Kapitel 4: Erzählen und Antagonisten. Ihr wollt Vampire leiten? Lest diesen Abschnitt. Gründlich. Wieder einmal wird man an die Hand genommen und auf 32 Seiten in die Tiefen des Spielleitertums bei Vampire eingeführt. Sei es die Erzeugung von Stimmung, der Aufbau einer Chronik (Für D&D-ler: Kampagne) oder nur die Beschreibung mancher Situationen- ein Spielleiter wird hier auf das vorbereitet, was ihn bei Vampire erwartet bzw. wie er den Tenor von Vampire auf seine Spielgruppe übertragen kann. Abschnitte dieser Art halte ich persönlich für sehr gut, denn nicht jeder hat die Möglichkeit, sofort in die Stimmung eines bestimmten Rollenspiels einzutauchen. Natürlich sollte man solche Bereiche immer nur als Vorschläge sehen, aber hier sind es aus meiner Sicht sehr, sehr gute!
Appendix Eins: Blutlinien und gebundene Disziplinen. Blutlinien? Warum stehen die hier? Erklärung: Blutlinien sind Vampire, die von einem der großen Clans ursprünglich abstammen, aber mittlerweile quasi eigenständig sind. Dies macht sie in einigen Dingen mächtiger, jedoch verfügt jede Blutlinie über eine ihr eigene Schwäche, die sie auch nie ablegen kann. Der Abschnitt ist sehr interessant, da es Spielern noch einmal mehr Möglichkeiten gibt, ihre Charaktere individuell zu gestalten. Um so mehr wunderte ich mich, warum dieser Abschnitt in einen Appendix gepackt wurde. Ebenso wie die Vorschläge zur Erschaffung eigener Blutlinien und Disziplinen. Meiner Ansicht nach hätte dies viel früher im Werk erscheinen können vielleicht sogar müssen. Trotz dieser Kritik natürlich absolut zu empfehlen!

Daten zur Punktlokalisierung
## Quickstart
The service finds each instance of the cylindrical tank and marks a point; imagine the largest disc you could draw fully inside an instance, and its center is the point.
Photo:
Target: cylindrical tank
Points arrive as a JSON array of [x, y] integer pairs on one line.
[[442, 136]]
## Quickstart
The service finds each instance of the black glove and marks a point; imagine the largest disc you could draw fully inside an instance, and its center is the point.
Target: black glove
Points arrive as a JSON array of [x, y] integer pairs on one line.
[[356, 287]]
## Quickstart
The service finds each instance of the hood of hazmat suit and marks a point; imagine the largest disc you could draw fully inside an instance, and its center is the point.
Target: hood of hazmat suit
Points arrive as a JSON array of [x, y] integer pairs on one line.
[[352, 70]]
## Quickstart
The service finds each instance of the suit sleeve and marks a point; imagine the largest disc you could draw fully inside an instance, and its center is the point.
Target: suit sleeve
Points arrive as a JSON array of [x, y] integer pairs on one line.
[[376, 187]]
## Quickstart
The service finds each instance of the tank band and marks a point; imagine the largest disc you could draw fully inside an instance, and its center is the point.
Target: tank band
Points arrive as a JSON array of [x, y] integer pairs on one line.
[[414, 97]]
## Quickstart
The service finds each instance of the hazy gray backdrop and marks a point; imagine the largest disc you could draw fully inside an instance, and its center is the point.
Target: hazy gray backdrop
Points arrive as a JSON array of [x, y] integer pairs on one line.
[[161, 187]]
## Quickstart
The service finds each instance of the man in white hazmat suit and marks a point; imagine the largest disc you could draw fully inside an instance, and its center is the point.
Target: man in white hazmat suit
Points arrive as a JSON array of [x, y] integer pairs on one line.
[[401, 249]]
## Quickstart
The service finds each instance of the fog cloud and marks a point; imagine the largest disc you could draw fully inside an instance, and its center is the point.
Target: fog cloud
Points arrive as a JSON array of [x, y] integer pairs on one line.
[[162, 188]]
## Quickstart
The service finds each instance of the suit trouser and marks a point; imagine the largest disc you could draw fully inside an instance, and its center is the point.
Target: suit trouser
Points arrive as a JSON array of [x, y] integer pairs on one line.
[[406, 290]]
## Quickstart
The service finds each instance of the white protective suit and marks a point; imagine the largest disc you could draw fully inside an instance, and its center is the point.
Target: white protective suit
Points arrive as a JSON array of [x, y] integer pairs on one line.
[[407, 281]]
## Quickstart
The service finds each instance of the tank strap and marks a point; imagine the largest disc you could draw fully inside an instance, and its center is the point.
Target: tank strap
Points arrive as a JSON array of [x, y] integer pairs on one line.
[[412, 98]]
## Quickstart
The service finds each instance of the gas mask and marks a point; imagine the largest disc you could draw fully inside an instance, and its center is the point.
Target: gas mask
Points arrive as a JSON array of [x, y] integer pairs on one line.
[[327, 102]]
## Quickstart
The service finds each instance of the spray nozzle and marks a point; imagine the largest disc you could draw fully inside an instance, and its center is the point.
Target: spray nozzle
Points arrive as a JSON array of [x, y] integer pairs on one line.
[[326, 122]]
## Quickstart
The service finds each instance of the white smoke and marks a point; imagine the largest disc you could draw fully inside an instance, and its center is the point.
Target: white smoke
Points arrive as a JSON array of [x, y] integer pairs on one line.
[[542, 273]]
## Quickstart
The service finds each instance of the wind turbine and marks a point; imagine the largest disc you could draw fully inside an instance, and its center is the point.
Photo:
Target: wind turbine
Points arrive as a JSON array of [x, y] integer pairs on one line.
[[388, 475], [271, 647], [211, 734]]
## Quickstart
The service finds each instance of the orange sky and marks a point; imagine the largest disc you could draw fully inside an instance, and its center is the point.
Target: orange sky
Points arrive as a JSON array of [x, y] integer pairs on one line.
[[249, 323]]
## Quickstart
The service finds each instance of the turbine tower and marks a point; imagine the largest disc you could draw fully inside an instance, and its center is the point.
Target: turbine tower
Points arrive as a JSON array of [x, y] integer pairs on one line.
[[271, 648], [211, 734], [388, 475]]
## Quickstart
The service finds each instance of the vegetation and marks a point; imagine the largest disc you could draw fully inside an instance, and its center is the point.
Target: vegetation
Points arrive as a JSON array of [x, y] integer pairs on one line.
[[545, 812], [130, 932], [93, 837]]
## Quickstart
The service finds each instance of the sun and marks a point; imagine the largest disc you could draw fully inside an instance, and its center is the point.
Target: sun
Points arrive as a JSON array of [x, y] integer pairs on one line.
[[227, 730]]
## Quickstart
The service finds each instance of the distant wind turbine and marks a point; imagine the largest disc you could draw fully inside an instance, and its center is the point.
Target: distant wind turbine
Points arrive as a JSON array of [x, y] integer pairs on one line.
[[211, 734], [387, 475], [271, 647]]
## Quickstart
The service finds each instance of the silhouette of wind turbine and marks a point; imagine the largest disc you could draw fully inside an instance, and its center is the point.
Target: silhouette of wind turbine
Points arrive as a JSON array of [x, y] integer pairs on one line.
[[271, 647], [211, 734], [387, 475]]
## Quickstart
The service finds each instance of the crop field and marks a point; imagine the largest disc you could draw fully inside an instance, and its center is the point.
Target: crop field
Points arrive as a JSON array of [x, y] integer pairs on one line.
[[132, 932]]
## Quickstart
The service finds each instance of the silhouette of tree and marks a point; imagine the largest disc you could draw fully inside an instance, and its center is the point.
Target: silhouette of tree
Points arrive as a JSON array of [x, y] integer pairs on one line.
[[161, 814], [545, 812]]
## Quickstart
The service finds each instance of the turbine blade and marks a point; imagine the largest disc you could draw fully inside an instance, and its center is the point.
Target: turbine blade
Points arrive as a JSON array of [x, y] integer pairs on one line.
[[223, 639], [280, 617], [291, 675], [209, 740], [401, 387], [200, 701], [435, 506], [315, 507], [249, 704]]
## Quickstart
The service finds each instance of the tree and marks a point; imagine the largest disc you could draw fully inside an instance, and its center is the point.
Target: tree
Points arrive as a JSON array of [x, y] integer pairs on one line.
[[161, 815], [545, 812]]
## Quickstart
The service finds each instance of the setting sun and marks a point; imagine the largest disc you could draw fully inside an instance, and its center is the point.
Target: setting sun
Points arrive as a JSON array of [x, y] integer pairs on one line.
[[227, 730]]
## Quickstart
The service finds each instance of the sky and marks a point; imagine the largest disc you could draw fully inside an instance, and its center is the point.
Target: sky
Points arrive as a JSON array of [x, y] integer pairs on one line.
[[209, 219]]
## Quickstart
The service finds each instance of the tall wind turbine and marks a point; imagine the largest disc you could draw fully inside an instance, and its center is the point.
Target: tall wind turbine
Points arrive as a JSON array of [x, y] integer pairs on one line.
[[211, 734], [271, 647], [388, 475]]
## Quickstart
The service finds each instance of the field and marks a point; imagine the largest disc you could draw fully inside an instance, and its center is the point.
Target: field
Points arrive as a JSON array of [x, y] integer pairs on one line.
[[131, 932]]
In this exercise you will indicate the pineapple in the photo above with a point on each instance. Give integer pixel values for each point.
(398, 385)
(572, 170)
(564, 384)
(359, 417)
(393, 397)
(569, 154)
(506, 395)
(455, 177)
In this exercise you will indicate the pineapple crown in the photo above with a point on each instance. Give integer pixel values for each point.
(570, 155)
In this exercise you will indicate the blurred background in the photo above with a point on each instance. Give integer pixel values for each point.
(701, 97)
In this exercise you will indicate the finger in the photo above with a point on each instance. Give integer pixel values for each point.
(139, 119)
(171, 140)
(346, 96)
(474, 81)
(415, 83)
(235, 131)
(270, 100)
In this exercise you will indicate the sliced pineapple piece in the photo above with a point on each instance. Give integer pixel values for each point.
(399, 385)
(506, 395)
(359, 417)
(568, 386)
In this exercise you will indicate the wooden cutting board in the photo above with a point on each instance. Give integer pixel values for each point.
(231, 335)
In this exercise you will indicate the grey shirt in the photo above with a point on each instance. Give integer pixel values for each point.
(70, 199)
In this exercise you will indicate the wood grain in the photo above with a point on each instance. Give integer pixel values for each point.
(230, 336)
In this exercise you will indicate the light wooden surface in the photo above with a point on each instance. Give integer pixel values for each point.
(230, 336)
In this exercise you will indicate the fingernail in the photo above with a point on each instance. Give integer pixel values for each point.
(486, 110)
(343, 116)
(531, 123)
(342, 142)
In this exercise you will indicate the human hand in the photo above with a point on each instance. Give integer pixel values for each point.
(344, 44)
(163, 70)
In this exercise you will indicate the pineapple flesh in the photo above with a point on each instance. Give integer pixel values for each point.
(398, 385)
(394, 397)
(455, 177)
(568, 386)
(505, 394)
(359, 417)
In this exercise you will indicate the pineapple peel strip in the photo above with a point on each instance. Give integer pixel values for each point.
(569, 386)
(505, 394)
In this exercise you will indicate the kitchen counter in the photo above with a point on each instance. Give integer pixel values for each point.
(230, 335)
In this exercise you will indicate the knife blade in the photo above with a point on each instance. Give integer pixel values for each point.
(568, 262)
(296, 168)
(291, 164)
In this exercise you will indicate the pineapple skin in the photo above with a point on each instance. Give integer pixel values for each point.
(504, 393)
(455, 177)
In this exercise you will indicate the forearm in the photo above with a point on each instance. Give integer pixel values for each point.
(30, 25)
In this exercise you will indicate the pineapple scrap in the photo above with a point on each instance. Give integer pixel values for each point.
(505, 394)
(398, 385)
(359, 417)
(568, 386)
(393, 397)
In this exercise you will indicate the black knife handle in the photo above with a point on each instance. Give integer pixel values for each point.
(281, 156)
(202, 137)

### AUFGABEN
A – Auf wie vielen Seiten führt Kapitel 4 laut dem Textauszug über Vampire in das Spielleitertum ein?
B – Führe den Textauszug über das Vampire-Regelwerk nach seinem letzten Satz weiter.
Die Zeilen werden hier nicht gebraucht.

### LÖSUNGEN
A – Auf 32 Seiten.

B –
Appendix Zwei: New Orleans. Die Vorstellung einer möglichen Spielstätte. Nichtspielercharaktere und wichtige Ortschaften werden aufgezeigt. Tips für den Spielleiter zum Aufbau einer Chronik in dieser Stadt. Kurzum: Eine Hilfe, die man annehmen kann, aber nicht muß. Wenn man es möchte, dann hat man ein solides Fundament.
Epilog: Streicher und Klavier. Wieder einige Kurzgeschichten. Perfektes Ende für ein großartiges Buch.
Fazit: Vampire – Requiem ist ein sehr, sehr gutes Buch, das sowohl vom inhaltlichen wie vom sprachlichen voll überzeugen kann. Natürlich gibt es ab und an auch hier etwas auszusetzen, aber diese Dinge sind so vernachlässigbar im Vergleich zu dem Rest, der einem hier geboten wird, so daß ich gerne bereit bin, eine sehr hohe Punktzahl zu verteilen. Wer Vampire spielen will, kann bedenkenlos zugreifen!